DATASET RECORDS
* * * * * * *
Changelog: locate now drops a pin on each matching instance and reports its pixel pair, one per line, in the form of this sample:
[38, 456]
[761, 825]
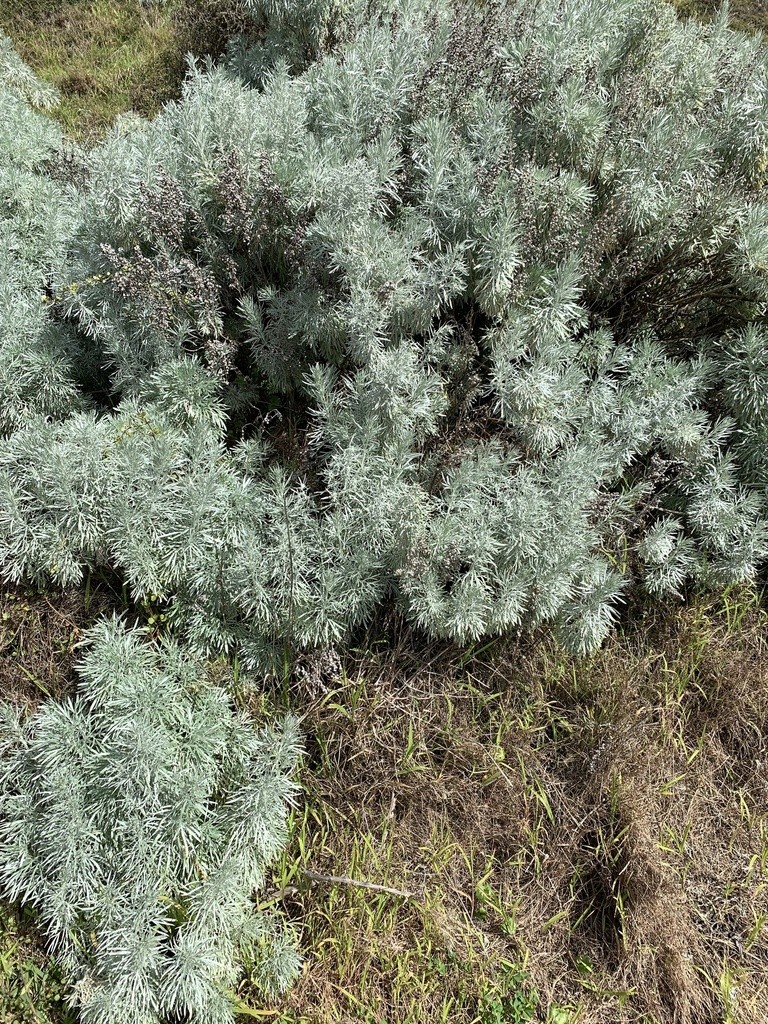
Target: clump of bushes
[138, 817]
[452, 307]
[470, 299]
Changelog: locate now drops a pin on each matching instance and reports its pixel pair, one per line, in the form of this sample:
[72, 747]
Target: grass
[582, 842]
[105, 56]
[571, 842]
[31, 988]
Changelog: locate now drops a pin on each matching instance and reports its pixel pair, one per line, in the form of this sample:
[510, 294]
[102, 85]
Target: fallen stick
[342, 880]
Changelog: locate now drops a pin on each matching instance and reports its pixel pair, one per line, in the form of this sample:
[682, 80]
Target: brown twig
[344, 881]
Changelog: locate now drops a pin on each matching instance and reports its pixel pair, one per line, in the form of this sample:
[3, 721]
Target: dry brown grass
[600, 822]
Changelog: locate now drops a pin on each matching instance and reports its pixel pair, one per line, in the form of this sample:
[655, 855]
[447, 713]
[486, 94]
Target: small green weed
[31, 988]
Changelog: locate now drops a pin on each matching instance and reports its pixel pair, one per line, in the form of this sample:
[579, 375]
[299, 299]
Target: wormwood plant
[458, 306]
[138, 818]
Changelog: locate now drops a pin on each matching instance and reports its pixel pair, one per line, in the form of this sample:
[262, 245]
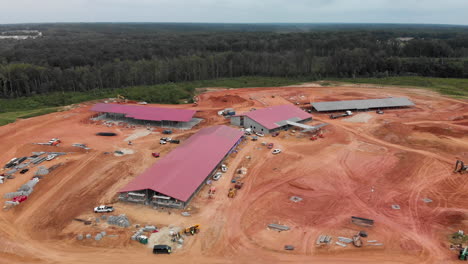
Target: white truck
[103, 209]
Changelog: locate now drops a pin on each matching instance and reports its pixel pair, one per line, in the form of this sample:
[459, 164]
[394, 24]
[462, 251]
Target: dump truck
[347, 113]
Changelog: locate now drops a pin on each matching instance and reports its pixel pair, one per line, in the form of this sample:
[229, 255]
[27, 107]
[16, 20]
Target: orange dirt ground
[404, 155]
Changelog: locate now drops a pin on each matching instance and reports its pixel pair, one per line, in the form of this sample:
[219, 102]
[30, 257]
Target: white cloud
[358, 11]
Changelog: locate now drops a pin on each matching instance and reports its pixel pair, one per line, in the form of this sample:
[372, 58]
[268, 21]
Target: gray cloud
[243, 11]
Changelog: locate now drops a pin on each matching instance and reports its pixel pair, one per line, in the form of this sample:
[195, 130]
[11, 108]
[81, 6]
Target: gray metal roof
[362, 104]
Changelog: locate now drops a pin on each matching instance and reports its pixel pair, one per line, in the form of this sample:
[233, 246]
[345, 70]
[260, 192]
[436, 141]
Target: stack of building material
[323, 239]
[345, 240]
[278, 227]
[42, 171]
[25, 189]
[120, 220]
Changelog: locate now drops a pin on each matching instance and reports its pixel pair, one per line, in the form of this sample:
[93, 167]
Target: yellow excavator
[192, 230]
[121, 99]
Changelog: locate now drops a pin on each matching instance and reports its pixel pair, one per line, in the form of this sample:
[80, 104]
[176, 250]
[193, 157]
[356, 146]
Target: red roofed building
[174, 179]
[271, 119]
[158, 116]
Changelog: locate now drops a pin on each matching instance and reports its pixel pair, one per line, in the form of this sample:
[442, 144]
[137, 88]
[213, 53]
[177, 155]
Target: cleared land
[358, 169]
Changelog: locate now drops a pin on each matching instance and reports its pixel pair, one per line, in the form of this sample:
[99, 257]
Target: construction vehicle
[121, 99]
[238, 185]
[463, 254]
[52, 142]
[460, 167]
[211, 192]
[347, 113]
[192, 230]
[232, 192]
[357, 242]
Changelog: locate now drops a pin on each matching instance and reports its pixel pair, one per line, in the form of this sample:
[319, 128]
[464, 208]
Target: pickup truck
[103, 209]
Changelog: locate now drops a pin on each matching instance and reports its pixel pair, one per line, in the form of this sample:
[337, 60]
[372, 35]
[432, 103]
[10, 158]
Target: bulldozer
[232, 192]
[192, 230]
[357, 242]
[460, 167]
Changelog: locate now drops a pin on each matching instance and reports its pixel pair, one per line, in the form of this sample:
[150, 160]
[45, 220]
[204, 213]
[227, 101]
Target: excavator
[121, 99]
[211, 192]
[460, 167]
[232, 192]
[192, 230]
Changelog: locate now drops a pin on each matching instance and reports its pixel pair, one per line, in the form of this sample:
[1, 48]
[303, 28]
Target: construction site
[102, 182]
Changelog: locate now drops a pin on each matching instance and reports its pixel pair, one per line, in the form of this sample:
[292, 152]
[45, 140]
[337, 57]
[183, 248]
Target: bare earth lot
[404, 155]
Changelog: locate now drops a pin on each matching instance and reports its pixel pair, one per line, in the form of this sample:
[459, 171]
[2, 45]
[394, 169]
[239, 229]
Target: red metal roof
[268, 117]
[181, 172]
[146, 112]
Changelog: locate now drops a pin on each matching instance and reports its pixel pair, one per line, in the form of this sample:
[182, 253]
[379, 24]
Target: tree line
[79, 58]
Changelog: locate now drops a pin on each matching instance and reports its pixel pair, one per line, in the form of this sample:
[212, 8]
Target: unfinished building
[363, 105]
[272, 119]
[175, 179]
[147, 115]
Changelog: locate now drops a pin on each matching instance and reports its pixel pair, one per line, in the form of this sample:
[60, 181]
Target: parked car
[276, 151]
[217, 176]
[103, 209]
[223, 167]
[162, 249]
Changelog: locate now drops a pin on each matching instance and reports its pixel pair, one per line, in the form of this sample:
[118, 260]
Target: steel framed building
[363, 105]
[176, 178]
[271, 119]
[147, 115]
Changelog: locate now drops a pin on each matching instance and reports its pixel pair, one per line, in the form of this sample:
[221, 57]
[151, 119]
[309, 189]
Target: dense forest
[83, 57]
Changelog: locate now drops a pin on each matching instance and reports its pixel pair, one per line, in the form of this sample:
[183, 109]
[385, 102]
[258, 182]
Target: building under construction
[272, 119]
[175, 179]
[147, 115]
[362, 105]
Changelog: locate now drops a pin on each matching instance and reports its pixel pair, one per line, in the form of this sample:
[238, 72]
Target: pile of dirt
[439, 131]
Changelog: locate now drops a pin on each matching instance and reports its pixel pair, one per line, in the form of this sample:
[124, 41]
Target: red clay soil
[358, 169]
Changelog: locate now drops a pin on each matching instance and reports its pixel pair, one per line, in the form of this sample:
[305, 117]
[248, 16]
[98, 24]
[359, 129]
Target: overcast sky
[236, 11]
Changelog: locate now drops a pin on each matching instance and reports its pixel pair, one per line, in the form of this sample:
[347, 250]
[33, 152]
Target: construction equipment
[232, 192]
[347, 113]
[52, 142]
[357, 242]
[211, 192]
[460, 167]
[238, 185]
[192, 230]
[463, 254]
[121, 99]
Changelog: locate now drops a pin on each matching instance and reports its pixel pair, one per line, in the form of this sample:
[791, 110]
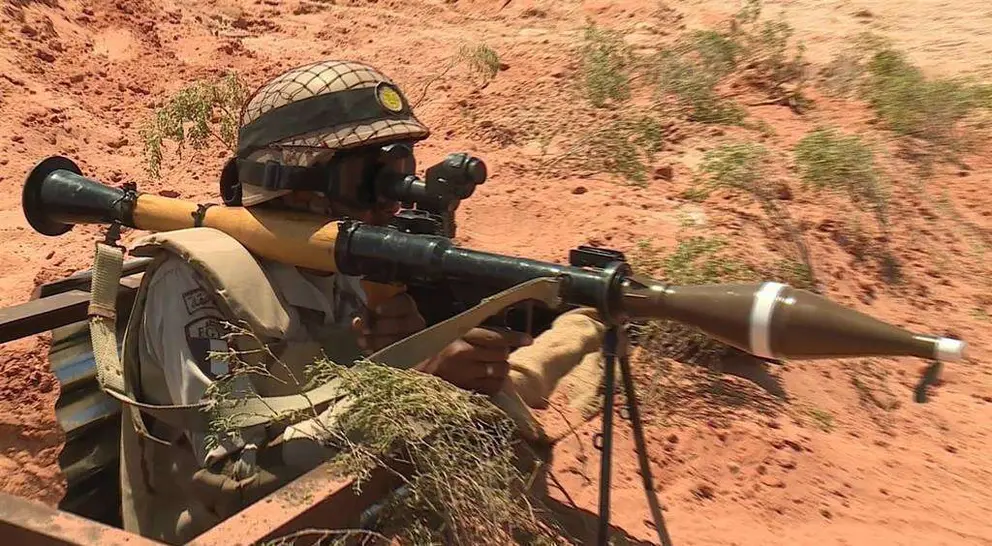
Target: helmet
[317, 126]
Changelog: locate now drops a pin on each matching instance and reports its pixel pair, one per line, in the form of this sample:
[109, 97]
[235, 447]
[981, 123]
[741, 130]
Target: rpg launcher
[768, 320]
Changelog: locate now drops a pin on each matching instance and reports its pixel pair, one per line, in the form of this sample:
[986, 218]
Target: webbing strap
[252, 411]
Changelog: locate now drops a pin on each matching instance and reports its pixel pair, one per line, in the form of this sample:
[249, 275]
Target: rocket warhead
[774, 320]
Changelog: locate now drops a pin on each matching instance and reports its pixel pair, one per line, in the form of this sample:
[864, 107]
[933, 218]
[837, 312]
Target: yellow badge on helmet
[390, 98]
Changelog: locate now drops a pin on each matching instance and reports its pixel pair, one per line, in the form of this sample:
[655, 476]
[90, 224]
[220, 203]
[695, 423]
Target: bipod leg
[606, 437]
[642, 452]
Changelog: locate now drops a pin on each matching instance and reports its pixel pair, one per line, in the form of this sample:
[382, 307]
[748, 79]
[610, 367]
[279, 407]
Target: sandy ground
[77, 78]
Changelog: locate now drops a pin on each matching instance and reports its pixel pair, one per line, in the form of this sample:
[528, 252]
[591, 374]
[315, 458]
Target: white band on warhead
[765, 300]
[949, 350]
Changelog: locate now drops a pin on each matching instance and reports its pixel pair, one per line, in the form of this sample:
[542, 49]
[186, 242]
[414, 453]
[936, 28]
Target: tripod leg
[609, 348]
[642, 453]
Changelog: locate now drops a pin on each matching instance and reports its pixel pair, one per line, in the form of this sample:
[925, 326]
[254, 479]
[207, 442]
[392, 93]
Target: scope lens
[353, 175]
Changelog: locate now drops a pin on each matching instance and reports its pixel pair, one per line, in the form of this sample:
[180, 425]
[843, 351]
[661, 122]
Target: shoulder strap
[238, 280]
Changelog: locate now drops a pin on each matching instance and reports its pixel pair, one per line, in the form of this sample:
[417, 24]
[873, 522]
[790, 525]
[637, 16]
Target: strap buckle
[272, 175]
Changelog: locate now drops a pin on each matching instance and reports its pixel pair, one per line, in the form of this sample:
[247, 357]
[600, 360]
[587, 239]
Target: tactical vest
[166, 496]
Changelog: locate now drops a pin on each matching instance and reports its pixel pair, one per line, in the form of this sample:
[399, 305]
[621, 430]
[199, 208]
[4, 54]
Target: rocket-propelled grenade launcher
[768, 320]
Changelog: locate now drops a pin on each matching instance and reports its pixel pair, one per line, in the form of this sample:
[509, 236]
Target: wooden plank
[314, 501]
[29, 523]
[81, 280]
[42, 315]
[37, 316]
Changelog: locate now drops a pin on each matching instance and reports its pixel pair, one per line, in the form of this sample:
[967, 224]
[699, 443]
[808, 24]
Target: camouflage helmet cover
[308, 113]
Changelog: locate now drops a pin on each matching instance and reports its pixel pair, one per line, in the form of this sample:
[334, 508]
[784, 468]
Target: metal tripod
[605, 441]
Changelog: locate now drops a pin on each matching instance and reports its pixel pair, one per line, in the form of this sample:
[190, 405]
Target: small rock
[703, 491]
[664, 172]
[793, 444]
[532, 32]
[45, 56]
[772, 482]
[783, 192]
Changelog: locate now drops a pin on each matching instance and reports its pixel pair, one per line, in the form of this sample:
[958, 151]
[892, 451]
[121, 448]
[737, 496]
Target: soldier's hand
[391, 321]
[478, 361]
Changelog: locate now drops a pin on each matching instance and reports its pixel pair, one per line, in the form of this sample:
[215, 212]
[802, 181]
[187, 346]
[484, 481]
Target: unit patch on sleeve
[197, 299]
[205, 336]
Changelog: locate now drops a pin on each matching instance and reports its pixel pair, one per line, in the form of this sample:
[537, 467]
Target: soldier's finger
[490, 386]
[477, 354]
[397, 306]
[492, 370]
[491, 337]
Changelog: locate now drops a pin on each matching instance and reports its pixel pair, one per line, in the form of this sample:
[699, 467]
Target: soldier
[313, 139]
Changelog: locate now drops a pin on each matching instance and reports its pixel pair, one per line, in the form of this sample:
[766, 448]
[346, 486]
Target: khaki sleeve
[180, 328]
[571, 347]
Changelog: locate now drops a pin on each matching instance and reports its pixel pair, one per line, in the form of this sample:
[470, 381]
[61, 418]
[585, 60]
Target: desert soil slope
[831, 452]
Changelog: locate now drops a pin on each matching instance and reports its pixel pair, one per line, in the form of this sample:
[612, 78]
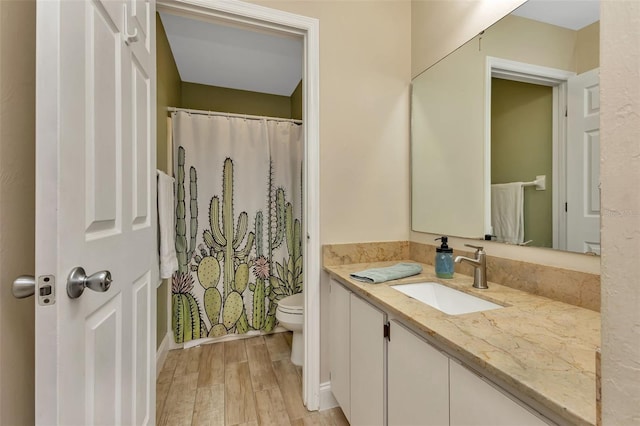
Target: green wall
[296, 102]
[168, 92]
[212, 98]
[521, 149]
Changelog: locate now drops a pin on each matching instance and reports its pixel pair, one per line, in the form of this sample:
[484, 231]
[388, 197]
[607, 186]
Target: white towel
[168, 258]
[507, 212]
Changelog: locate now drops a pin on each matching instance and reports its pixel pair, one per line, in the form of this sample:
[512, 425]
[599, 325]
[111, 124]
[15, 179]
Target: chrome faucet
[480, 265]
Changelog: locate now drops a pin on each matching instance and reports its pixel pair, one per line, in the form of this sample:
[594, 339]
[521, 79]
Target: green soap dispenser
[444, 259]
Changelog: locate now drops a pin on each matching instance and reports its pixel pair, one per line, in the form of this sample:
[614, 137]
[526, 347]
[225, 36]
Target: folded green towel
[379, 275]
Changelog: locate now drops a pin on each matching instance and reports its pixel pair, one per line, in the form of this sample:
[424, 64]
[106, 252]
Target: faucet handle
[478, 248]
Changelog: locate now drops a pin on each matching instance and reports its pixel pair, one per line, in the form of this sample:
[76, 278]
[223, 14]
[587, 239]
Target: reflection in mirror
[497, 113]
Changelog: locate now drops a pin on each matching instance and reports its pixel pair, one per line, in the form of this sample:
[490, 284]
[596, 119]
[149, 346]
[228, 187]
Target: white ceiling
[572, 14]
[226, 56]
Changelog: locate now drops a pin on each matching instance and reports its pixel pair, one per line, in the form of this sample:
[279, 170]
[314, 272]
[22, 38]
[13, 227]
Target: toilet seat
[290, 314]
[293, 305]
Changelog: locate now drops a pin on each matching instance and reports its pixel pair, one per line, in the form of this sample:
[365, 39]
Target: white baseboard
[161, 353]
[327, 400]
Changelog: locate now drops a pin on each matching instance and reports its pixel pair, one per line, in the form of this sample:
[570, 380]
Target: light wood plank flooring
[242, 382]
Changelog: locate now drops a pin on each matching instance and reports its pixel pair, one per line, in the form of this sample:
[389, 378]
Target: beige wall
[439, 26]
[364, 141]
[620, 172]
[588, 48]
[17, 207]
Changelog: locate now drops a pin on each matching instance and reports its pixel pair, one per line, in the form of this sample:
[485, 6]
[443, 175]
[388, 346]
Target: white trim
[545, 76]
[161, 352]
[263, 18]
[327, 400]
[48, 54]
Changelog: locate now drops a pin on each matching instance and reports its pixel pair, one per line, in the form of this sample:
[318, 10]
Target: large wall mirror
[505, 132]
* * * * * * *
TASK TO CARRY OUT
Count the lines of the material that contain the string "grass", with case counting. Reply with the number alone.

WRITTEN RESPONSE
2